• [TEKS YANG DITAMPILKAN]:
####################

A. Karim Zen lahir di Desa Paciran Lamongan pada hari Senin tanggal 20 Februari 1928. Ia dibesarkan dalm sebuah kelaurga yang agamis bermadzhab Syafi’i. Ayahnya bernama KH. Zen Syarif, seorang petani yang memiliki ghirah besar terhadap agama. Sehingga ia dipercaya dipercaya oleh masyarakat Paciran pada waktu itu untuk memangku mushollah Baitu al Rohman sebagai wadah atau sara belajar membaca Al Qur’an. Ibunya bernama Zainab, ia seorang guru ngaji (membaca Al Qur’an) di mushollah yang sama. Situasi masyarakat Paciran pada waktu itu didomninasi oleh budaya-budaya Jawa dan feodalisme penjajahan Belanda.[i]A. Karim Zen dengan pasangan Hj. Munifah binti KH. Ridwan Syarqawi dikaruniai empat anak, dua laki-laki dan dua perempuan, yaitu : 1. Hariyati , 2. Ahmad Nur Fuad, 3. Rifqi Rosyidi, dan 4. Djauharotul Maknunah. Keluarga ini menjalani kehidupan sehari-hari dengan sederhana sekali.

####################

• [Kutipan data anotasi titik]:
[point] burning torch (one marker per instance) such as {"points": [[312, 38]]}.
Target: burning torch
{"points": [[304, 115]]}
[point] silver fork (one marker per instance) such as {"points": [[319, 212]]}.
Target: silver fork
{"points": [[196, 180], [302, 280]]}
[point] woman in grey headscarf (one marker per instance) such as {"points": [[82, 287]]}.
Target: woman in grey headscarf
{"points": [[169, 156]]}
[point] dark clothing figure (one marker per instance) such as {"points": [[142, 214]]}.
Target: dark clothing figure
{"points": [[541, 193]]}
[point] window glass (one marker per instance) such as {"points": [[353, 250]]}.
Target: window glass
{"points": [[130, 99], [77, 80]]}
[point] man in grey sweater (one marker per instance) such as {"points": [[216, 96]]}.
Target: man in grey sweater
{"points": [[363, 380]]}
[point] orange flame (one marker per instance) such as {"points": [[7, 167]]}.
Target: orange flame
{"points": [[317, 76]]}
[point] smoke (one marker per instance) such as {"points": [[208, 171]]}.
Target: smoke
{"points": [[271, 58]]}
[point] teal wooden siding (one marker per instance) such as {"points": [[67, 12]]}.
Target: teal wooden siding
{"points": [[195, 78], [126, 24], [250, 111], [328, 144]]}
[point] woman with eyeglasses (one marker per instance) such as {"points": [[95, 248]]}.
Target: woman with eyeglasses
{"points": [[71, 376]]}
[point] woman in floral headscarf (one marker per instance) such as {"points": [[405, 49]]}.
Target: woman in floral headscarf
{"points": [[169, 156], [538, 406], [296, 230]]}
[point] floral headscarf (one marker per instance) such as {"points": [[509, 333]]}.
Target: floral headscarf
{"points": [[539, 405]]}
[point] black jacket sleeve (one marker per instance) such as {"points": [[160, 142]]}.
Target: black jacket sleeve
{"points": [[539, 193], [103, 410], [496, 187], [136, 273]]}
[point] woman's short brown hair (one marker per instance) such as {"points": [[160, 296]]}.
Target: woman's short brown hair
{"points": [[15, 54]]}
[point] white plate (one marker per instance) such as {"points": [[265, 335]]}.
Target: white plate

####################

• [PETUNJUK LATIHAN]:
Berdasarkan teks tentang A. Karim Zen, jelaskan mengapa KH. Zen Syarif dipercaya masyarakat Paciran untuk memangku mushollah Baitu al Rohman. Gunakan teks tentang A. Karim Zen saja sebagai sumber.

• [JAWABAN BENAR]:
KH. Zen Syarif dipercaya masyarakat Paciran untuk memangku mushollah Baitu al Rohman karena ia memiliki ghirah besar terhadap agama.